== WHAT IS EXPECTED ==
Transcribe the full listing with no word altered.

== DATASET ==
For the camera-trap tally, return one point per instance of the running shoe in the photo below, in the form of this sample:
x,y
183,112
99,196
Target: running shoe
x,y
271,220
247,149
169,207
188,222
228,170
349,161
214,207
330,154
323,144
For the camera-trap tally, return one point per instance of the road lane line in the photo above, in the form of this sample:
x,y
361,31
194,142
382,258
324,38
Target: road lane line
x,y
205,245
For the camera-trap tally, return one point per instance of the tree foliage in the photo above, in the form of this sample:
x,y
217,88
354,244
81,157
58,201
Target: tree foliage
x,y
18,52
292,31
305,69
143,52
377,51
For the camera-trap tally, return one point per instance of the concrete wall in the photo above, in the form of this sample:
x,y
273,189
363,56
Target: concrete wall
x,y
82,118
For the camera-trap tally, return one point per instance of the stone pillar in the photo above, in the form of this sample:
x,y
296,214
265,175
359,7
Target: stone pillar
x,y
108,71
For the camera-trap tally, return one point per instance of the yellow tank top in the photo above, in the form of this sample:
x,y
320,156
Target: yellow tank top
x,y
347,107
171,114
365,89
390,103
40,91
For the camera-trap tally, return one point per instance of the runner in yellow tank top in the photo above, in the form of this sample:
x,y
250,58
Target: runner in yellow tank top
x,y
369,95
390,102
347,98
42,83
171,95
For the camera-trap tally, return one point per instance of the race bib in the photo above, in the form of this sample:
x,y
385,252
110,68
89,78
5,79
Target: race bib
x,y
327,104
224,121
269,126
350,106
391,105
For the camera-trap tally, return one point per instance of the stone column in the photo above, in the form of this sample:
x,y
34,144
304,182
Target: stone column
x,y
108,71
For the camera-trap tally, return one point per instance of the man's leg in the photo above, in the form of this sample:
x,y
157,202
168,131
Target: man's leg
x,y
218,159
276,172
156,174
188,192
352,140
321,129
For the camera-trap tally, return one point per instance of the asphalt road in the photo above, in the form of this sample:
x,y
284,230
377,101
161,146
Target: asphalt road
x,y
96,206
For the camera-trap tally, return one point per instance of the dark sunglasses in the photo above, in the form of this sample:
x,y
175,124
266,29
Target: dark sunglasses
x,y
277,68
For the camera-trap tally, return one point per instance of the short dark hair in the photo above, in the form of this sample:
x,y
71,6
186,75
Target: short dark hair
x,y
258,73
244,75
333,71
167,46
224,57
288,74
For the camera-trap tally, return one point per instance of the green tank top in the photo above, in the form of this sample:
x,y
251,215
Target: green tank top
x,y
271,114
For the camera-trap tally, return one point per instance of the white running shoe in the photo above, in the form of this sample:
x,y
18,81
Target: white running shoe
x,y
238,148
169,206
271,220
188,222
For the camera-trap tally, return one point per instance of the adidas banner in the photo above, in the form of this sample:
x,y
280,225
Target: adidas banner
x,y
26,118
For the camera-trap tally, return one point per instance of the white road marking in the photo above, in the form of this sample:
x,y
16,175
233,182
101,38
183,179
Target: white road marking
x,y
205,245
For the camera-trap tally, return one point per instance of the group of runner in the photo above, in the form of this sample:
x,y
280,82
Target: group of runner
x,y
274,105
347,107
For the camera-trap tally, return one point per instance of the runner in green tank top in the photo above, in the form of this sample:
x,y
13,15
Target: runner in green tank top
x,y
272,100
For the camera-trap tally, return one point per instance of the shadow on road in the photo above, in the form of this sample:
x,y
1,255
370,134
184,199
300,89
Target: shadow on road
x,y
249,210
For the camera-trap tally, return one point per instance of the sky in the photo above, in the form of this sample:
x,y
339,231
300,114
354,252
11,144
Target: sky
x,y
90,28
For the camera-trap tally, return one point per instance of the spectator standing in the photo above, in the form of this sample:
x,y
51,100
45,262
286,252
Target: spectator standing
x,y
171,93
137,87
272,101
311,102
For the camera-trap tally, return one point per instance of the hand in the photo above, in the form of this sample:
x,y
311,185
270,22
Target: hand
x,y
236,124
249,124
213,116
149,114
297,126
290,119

== TASK SOLUTION ==
For the camera-trap tally, return one point per instance of the running shoe in the photo below, in the form of this sample:
x,y
183,112
99,196
Target: running shoe
x,y
271,220
247,149
169,207
188,222
228,170
349,161
214,207
330,154
323,144
For the camera-trap tally, return one point per instance of the road lane line in the photo above, in the form of this sample:
x,y
361,31
194,142
382,258
324,38
Target: road lane line
x,y
205,245
For the camera-trap tally, return one point per instance of the tree foliage in the photo above, in the form of this sample:
x,y
217,88
354,244
81,157
58,201
Target: tree foliage
x,y
18,52
292,31
305,69
143,52
377,51
For the camera-trap tally, return one point per instance of the concrete wall in the photo above, in the form of this sample:
x,y
273,189
363,56
Target: concrete wall
x,y
82,118
For the camera-trap tally, return one point per instance of the stone pillar in the photo above, in the form of this sample:
x,y
296,214
265,175
359,7
Target: stone pillar
x,y
108,71
For the camera-trap tally, return one point per instance of the yellow tank top in the photo above, in the form of this sample:
x,y
320,156
Target: yellow tank top
x,y
347,107
171,114
365,89
390,103
40,91
For the camera-trap tally, return one point per instance of the runner in yellow tank top in the photo above, in the form of this sample:
x,y
250,58
Target: runner in yellow tank top
x,y
369,95
390,102
347,98
42,83
171,95
For the camera-trap tally, return one point per instance of the race bib in the photo above, in the form of this sample:
x,y
385,252
110,68
89,78
5,79
Target: race bib
x,y
327,104
224,121
269,126
350,106
391,105
For the camera-trap tally, return one point per instance of the stone column in the photo above, in the form of this sample:
x,y
34,144
304,182
Target: stone column
x,y
108,71
For the camera-trap tally, return one point per instance of the man's leg in the photo above, in the form of this sample:
x,y
157,202
168,131
Target: man's leg
x,y
218,159
276,172
156,174
188,192
352,140
321,129
For the camera-trap tally, return one point per instance of the asphalt road in the photo above, in the form of this sample:
x,y
284,230
377,101
161,146
Target: asphalt road
x,y
96,206
For the camera-trap tally, return one point per instance of the dark sunglasses in the photo above, in the form of this sample:
x,y
175,124
266,29
Target: dark sunglasses
x,y
277,68
For the camera-trap tally, return one point per instance of the short dark hair in the photo above, in the form of this sample:
x,y
71,6
186,75
Target: short dark hair
x,y
258,73
244,75
333,71
167,46
224,57
288,74
For the camera-trap tally, return one point per instance of the green tank top in the photo above, in the form of this sample:
x,y
251,215
Target: green tank top
x,y
271,114
For the camera-trap tally, return one point per instance of the white running shoe in the photo above, in the form of this sample:
x,y
18,81
Target: white running shoe
x,y
238,148
169,206
271,220
188,222
For the camera-trap tally, return one point per instance of the adidas banner in the photo above, in the form of this sample:
x,y
280,225
Target: adidas banner
x,y
26,118
For the camera-trap tally, return one point per instance of the white road marking in the photo above, in the form of this sample:
x,y
16,175
233,182
101,38
183,179
Target: white road marking
x,y
205,245
For the camera-trap tally, return one point per instance of the group of runner in the photo above, in the form of this sample:
x,y
280,82
Target: group of runner
x,y
274,105
347,107
For the camera-trap tally, return one point per instance of the runner in green tank top in the photo above, in the form of this sample:
x,y
13,15
Target: runner in green tank top
x,y
272,100
For the camera-trap tally, return one point per instance of the shadow on road in the photo above, in the form of this sample:
x,y
1,255
370,134
184,199
300,89
Target: shadow on road
x,y
249,210
For the camera-trap tally, return one point per instance of the sky in the photo above, in the form of this sample:
x,y
339,231
300,114
354,252
11,144
Target: sky
x,y
90,28
For the camera-trap tally, return one point per instance of the spectator standing in the photo above, in the form of this sample:
x,y
51,100
45,262
286,252
Target: spectator standing
x,y
171,93
137,87
272,101
311,102
For the camera-trap tally, return one point per instance of the hand in the photo above, in the form of this sample:
x,y
311,185
270,22
Target: hand
x,y
236,124
249,124
213,116
149,114
297,126
290,119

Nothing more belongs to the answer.